DIRECTION:
Answer these from the worked problems on homogeneous differential equations:
(a) What substitution does the solution to Question 16 use for an equation of the form dx/dy = h(x/y)?
(b) Which option does the text name as the homogeneous differential equation in Question 17, and what is that equation?

SOURCE:
>> BEGIN
Question:16 A homogeneous differential equation of the from $\frac{dx}{dy}= h\left(\frac{x}{y} \right )$ can be solved by making the substitution.

(A) $y = vx$

(B) $v = yx$

(C) $x = vy$

(D) $x =v$

Answer:

$\frac{dx}{dy}= h\left(\frac{x}{y} \right )$
To solve this type of equation, put x/y = v
x = vy

option C is correct

Question 17 Which of the following is a homogeneous differential equation?

(A) $(4x + 6x +5)dy - (3y + 2x +4)dx = 0$

(B) $(xy)dx - (x^3 + y^3)dy = 0$

(C) $(x^3 +2y^2)dx + 2xydy =0$

(D) $y^2dx + (x^2 -xy -y^2)dy = 0$

Answer:

Option D is the right answer.
>> END
SUPPLIED MATERIAL:
>> BEGIN
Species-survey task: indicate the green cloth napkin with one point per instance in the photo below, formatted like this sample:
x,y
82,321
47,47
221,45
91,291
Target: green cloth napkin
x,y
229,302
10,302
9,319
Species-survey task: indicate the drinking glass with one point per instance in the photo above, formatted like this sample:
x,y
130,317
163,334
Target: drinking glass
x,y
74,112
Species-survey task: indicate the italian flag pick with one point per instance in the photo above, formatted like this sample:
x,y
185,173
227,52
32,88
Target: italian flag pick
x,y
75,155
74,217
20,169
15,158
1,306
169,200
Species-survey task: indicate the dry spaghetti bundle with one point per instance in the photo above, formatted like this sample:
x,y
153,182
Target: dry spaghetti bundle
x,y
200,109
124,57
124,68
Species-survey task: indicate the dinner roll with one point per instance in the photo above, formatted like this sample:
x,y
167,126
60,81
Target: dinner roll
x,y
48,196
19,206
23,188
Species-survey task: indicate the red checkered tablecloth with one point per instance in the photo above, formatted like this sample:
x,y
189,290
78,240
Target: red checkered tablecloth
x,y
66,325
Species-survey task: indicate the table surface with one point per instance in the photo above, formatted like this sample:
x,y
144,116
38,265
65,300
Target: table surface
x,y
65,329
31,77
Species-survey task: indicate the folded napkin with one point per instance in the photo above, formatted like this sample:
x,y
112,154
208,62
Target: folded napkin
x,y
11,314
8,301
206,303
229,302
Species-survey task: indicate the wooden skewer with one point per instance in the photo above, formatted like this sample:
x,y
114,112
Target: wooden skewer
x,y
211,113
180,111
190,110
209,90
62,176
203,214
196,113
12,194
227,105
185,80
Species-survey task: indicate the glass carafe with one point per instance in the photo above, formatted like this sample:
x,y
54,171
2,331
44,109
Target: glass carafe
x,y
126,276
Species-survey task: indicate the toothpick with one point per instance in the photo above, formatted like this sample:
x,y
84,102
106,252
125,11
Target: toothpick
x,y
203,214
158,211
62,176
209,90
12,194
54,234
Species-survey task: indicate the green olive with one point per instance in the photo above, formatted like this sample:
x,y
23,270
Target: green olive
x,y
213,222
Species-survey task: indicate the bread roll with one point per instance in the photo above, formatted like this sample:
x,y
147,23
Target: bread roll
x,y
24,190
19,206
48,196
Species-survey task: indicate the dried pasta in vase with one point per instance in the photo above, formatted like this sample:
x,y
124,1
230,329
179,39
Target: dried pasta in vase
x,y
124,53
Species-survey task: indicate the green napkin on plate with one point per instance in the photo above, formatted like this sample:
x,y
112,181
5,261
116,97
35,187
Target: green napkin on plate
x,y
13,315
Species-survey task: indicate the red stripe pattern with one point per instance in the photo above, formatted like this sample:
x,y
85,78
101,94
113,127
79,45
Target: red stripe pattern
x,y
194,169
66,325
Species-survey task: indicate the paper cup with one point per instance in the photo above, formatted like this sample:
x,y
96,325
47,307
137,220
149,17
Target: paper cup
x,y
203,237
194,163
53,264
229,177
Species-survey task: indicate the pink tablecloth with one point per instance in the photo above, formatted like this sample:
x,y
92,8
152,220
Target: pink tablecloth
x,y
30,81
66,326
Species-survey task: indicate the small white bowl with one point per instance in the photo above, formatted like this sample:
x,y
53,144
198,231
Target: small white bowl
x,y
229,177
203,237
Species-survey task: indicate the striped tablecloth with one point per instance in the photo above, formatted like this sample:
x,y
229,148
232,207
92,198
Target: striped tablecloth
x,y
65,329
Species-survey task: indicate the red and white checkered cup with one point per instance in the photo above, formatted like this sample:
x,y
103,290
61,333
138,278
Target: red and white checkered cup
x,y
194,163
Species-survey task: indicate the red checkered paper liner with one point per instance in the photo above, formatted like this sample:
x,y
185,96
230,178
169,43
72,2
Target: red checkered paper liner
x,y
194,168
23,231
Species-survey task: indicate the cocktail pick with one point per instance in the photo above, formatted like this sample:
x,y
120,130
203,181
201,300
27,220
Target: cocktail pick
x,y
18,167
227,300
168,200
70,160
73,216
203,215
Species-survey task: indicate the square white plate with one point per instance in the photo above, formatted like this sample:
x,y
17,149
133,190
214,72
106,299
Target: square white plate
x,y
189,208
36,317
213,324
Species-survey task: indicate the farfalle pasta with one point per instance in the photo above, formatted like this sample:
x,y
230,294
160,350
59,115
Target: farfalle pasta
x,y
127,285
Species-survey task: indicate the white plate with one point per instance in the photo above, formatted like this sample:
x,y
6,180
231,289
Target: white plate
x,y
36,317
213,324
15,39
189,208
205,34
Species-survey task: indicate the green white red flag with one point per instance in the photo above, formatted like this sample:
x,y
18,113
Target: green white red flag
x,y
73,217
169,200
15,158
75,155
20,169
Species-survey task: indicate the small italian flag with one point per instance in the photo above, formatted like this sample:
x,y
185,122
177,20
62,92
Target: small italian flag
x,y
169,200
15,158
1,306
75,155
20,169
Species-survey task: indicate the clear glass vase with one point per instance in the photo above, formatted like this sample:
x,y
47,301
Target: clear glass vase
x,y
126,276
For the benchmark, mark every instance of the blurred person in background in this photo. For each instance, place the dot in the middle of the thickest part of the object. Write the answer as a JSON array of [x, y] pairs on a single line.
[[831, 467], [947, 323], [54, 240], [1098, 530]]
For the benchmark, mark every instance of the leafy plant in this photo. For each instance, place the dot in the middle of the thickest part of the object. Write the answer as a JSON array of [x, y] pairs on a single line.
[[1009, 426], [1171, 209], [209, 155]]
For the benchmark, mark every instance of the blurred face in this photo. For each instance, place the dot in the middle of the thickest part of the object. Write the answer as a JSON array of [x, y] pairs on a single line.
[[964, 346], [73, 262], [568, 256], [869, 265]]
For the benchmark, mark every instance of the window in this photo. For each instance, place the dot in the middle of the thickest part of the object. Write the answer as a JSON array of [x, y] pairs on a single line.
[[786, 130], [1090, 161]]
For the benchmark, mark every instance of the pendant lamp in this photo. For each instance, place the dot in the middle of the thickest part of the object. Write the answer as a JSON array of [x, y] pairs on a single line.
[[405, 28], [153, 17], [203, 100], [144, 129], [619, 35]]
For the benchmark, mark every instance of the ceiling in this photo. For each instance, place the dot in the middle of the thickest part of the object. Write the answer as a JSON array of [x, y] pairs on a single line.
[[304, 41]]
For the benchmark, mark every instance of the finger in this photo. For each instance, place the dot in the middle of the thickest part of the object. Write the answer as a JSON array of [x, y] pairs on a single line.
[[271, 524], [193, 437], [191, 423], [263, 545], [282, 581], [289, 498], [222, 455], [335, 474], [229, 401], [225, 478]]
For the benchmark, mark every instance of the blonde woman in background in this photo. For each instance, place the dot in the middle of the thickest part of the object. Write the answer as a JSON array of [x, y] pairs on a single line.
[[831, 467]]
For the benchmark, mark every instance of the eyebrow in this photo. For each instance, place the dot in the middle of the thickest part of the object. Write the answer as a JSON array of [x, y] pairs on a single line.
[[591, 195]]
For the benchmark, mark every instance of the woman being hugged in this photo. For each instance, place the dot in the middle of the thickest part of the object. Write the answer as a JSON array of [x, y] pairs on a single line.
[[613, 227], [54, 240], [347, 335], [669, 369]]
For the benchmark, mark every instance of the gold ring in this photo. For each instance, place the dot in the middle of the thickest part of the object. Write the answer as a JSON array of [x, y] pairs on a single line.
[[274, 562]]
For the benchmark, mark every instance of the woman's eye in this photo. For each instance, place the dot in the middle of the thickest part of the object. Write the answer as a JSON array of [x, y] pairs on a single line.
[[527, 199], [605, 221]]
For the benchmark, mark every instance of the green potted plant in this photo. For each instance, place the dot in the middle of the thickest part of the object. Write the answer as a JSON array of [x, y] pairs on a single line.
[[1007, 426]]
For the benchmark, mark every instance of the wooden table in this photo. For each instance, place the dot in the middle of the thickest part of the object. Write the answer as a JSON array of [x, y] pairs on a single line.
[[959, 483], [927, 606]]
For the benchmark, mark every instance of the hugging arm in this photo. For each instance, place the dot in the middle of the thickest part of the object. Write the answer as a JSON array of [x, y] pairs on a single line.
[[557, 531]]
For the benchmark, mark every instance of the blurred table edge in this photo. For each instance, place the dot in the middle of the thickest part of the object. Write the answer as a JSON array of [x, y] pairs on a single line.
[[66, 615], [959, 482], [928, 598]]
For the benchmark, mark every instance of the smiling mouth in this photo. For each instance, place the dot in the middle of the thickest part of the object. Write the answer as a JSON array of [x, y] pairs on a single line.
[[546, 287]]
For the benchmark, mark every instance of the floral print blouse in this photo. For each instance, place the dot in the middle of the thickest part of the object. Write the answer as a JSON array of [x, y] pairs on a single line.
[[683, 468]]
>> END
SOLUTION FOR THIS EXERCISE:
(a) The solution puts x/y = v, so x = vy, which is option C.
(b) Option D: y²dx + (x² − xy − y²)dy = 0.